_What is required_
Reproduce the records word for word from their start through the line containing "Please outline every instance of the tree", both ends included. Leave the pictures out of your answer.
— BEGIN —
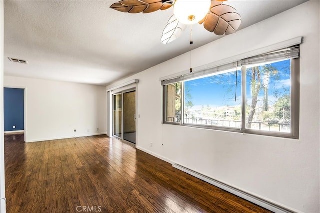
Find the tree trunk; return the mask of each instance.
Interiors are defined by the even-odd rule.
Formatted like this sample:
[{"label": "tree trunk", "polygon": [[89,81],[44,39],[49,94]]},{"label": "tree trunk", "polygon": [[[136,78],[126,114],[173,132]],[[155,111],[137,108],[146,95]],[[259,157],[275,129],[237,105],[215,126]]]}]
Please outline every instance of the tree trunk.
[{"label": "tree trunk", "polygon": [[251,91],[252,92],[252,101],[251,108],[249,112],[248,119],[247,128],[251,129],[252,121],[256,113],[256,107],[258,103],[258,95],[261,89],[261,78],[259,67],[252,68],[252,74],[251,76]]}]

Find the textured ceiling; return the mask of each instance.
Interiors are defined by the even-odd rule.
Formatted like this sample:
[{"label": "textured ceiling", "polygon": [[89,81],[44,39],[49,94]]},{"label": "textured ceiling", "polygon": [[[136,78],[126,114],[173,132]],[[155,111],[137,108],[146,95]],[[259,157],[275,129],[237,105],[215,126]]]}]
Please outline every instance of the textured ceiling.
[{"label": "textured ceiling", "polygon": [[[239,30],[308,0],[230,0]],[[4,74],[106,85],[190,50],[190,30],[162,44],[173,9],[129,14],[118,0],[4,0]],[[221,36],[192,26],[193,48]],[[28,64],[6,57],[27,60]]]}]

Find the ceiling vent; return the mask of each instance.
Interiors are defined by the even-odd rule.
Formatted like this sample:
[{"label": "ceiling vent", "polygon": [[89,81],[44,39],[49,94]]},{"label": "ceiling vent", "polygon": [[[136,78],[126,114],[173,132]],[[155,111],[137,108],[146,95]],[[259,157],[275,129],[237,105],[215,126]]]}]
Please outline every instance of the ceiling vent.
[{"label": "ceiling vent", "polygon": [[28,64],[28,61],[26,60],[17,59],[16,58],[13,58],[8,57],[9,60],[14,62],[20,63],[22,64]]}]

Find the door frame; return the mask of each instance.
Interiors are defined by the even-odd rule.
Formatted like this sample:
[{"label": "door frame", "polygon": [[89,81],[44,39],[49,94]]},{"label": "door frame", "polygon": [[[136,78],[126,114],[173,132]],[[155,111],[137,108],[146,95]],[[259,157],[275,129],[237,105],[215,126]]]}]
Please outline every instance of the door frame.
[{"label": "door frame", "polygon": [[[108,126],[108,134],[109,136],[110,137],[115,137],[116,138],[118,138],[121,140],[122,141],[126,142],[126,140],[123,139],[123,132],[122,133],[122,136],[121,138],[118,136],[116,136],[114,134],[114,95],[117,95],[119,94],[122,94],[122,101],[123,104],[123,93],[126,92],[129,92],[134,91],[136,91],[136,144],[135,147],[137,148],[138,146],[138,118],[137,116],[138,110],[138,83],[139,80],[138,79],[134,79],[134,83],[129,83],[125,86],[119,87],[115,87],[113,89],[110,89],[109,90],[107,90],[107,98],[108,100],[108,121],[107,124],[108,124],[110,126]],[[110,92],[110,93],[108,93]],[[123,107],[122,107],[123,109]],[[124,125],[124,118],[123,118],[123,110],[122,110],[122,132],[123,132],[123,125]],[[134,145],[134,144],[132,142],[128,142],[130,143],[130,145],[132,146]]]},{"label": "door frame", "polygon": [[4,88],[12,88],[14,89],[24,89],[24,142],[28,141],[28,113],[27,113],[27,94],[28,94],[28,88],[26,86],[10,86],[10,85],[4,85]]}]

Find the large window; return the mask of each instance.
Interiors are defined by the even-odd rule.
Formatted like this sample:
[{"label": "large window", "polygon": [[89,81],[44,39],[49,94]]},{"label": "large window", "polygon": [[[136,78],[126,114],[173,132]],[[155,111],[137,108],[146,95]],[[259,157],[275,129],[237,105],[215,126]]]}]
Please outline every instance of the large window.
[{"label": "large window", "polygon": [[185,81],[184,123],[240,129],[241,78],[232,70]]},{"label": "large window", "polygon": [[164,123],[298,138],[298,50],[162,81]]}]

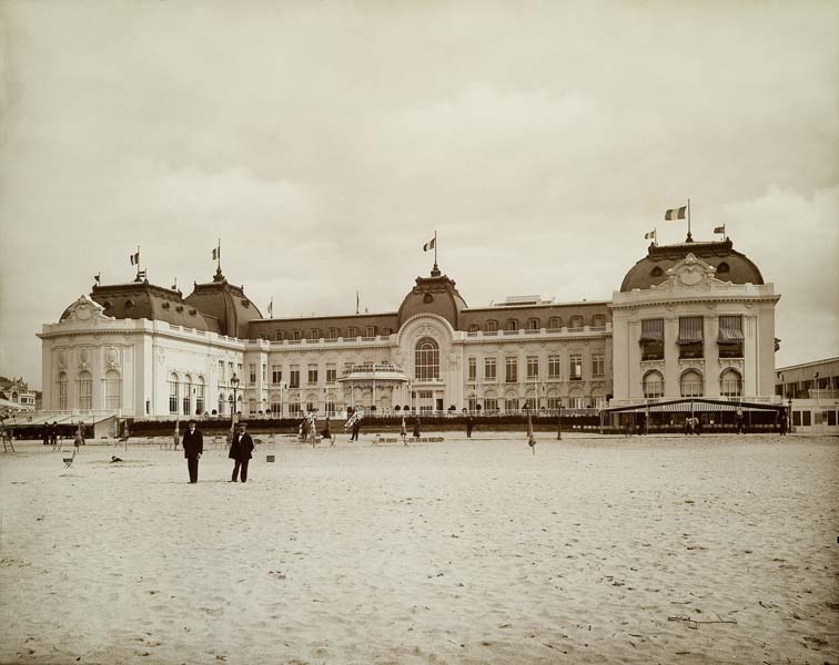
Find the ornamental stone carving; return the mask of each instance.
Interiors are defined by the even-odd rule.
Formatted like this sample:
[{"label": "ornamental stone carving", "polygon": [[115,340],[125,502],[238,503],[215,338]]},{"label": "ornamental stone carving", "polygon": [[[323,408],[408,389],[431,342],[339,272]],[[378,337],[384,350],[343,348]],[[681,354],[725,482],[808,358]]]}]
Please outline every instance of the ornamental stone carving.
[{"label": "ornamental stone carving", "polygon": [[114,369],[120,366],[120,352],[113,347],[110,347],[105,351],[105,366],[108,369]]}]

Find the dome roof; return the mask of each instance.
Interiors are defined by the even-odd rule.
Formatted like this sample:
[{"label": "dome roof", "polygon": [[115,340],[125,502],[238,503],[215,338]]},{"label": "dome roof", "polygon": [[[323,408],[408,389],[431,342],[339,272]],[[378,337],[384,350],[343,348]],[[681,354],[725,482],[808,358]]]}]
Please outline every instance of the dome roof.
[{"label": "dome roof", "polygon": [[215,272],[209,284],[195,284],[192,293],[184,298],[191,305],[218,321],[216,331],[228,337],[249,339],[247,323],[262,319],[259,308],[244,295],[242,287],[228,283],[221,270]]},{"label": "dome roof", "polygon": [[[104,308],[105,316],[117,319],[144,318],[196,330],[212,329],[200,310],[184,303],[181,291],[155,286],[148,280],[94,285],[90,297]],[[70,316],[71,307],[64,309],[60,320]]]},{"label": "dome roof", "polygon": [[649,288],[667,279],[667,270],[688,254],[701,258],[717,269],[716,278],[734,284],[764,284],[758,267],[744,254],[735,252],[731,241],[721,243],[680,243],[677,245],[650,245],[647,256],[636,263],[624,277],[621,291]]},{"label": "dome roof", "polygon": [[417,314],[436,314],[452,324],[458,330],[461,313],[466,309],[466,303],[455,288],[454,279],[441,275],[439,270],[432,270],[431,277],[417,277],[416,285],[405,296],[400,305],[398,327]]}]

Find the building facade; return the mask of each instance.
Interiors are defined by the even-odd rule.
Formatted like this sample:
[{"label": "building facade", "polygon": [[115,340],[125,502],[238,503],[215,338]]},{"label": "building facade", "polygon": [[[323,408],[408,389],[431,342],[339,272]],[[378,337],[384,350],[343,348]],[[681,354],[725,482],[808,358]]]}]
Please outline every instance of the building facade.
[{"label": "building facade", "polygon": [[651,245],[611,301],[468,307],[436,264],[395,310],[346,316],[265,318],[221,269],[186,297],[94,286],[39,335],[43,403],[184,418],[596,409],[686,388],[771,398],[777,300],[728,241]]}]

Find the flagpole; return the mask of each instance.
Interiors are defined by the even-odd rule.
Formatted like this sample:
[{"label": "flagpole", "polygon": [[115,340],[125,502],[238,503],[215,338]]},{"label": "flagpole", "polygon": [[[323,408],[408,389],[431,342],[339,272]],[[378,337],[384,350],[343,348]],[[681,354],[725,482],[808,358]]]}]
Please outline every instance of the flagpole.
[{"label": "flagpole", "polygon": [[687,237],[687,242],[688,243],[693,243],[694,242],[694,237],[690,235],[690,200],[689,198],[688,198],[688,237]]}]

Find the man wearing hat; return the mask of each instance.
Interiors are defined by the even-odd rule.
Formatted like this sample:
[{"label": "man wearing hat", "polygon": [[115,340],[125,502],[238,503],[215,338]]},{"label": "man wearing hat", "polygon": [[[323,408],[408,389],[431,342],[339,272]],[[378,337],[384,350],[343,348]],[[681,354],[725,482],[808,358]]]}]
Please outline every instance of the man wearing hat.
[{"label": "man wearing hat", "polygon": [[239,431],[233,434],[233,441],[230,444],[228,457],[235,461],[231,482],[237,481],[240,469],[242,469],[242,482],[247,482],[247,463],[251,461],[251,452],[253,452],[253,439],[246,430],[247,423],[240,422]]},{"label": "man wearing hat", "polygon": [[204,437],[194,420],[190,420],[186,426],[181,446],[183,446],[183,457],[186,458],[186,468],[190,470],[190,482],[198,482],[198,461],[204,452]]}]

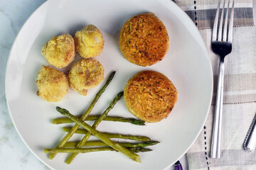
— END —
_Written answer_
Find the tree trunk; return the mask of each instance.
Interiors are defined by the even-odd rule.
Formatted like this sample:
[{"label": "tree trunk", "polygon": [[89,81],[44,39],[49,94]]},{"label": "tree trunk", "polygon": [[[136,78],[126,114],[173,132]],[[155,111],[137,108],[146,95]],[[259,157],[275,129],[237,105],[215,126]]]}]
Please outline every instance of the tree trunk.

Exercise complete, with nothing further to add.